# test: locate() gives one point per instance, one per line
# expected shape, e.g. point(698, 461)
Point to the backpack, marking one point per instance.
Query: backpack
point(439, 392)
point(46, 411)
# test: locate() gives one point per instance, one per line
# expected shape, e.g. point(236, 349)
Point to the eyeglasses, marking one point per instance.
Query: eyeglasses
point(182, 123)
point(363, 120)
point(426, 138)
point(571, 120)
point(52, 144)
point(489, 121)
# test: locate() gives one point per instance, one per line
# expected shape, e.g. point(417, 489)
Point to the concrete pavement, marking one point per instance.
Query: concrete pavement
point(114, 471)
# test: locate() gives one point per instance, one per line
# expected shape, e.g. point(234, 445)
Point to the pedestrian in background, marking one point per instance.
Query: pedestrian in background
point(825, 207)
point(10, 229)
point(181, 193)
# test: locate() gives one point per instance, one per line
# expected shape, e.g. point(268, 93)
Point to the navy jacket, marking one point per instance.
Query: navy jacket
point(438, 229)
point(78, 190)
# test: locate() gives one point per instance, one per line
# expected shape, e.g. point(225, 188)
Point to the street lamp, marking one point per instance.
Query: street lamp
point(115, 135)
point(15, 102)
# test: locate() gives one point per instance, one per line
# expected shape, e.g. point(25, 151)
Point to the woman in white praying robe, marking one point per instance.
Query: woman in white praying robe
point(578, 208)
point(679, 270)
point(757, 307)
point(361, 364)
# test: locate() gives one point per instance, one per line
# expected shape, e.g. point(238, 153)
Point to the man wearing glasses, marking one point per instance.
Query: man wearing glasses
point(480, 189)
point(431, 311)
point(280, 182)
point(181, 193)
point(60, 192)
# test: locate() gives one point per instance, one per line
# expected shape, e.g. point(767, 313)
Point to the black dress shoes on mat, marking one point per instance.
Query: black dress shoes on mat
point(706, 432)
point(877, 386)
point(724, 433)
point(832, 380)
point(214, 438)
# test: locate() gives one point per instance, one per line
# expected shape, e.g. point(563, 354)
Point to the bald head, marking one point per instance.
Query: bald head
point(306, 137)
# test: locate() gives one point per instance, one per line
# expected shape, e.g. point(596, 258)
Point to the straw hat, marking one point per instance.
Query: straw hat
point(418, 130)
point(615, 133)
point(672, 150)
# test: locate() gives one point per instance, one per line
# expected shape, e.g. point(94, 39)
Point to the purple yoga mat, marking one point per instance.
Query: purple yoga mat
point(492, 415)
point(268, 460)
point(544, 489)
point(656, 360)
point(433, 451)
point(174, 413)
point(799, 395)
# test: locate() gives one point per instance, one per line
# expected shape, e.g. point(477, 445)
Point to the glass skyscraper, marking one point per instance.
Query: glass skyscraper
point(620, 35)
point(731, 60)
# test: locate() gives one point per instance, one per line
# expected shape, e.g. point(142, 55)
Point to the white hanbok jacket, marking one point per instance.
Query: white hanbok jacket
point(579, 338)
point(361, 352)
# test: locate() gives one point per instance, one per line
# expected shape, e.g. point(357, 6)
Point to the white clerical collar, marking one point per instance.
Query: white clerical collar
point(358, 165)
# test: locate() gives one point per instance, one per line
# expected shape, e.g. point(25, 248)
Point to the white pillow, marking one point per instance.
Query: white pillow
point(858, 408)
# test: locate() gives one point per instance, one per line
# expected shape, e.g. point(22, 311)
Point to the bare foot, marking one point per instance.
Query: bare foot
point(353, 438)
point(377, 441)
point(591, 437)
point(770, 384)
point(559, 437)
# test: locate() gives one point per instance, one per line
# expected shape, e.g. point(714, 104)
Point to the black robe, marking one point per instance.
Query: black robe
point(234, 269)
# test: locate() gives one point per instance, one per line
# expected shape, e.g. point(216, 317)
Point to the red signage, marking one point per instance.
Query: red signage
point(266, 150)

__________

» **Instructions for the task**
Starting at the first line of the records and ending after the line that contains "point(60, 192)", arrange those lines as a JSON list of strings. Use one string per line and leave out any blank lines.

» **Final answer**
[
  "# test: locate() gives one point per instance, one per line",
  "# expected shape, e.g. point(698, 461)",
  "Point to the backpack, marking one point per instance.",
  "Query: backpack",
  "point(439, 392)",
  "point(46, 411)",
  "# test: locate() gives one point per instance, one per line",
  "# expected shape, e.g. point(236, 349)",
  "Point to the eyeglasses, marking one point per instance.",
  "Query: eyeglasses",
  "point(182, 123)",
  "point(363, 120)",
  "point(426, 138)",
  "point(571, 120)",
  "point(52, 144)",
  "point(489, 121)",
  "# test: locate() gives one point per instance, one per line",
  "# expected shape, e.g. point(417, 489)",
  "Point to the concrete pavement, marking one point per instance.",
  "Query: concrete pavement",
  "point(114, 471)",
  "# test: locate() gives one point per instance, one per line",
  "# expected shape, e.g. point(234, 445)",
  "Point to the pedestrian in background, marking one point per instance.",
  "Query: pedestrian in background",
  "point(825, 207)",
  "point(10, 229)",
  "point(181, 193)",
  "# test: locate() gives one point per instance, one per line",
  "# expected shape, e.g. point(268, 93)",
  "Point to the navy jacket, marking one point per instance.",
  "Query: navy jacket",
  "point(438, 229)",
  "point(78, 190)",
  "# test: locate() gives one point per instance, one per line",
  "# expected shape, e.g. point(225, 188)",
  "Point to the street lamp, marking one point per instance.",
  "Query: street lamp",
  "point(115, 135)",
  "point(15, 102)",
  "# test: locate() gives one point per instance, one per line",
  "# expected shape, e.g. point(25, 151)",
  "Point to the woman in white praying robe, marking one point per instance.",
  "Query: woman in white praying robe",
  "point(578, 208)",
  "point(679, 270)",
  "point(757, 307)",
  "point(361, 364)",
  "# test: locate() gives one point per instance, one per line",
  "# expected shape, e.g. point(238, 153)",
  "Point to the man wearing glasses, marking one point per instance.",
  "Query: man wearing glasses",
  "point(480, 189)",
  "point(431, 311)",
  "point(280, 182)",
  "point(181, 193)",
  "point(60, 192)"
]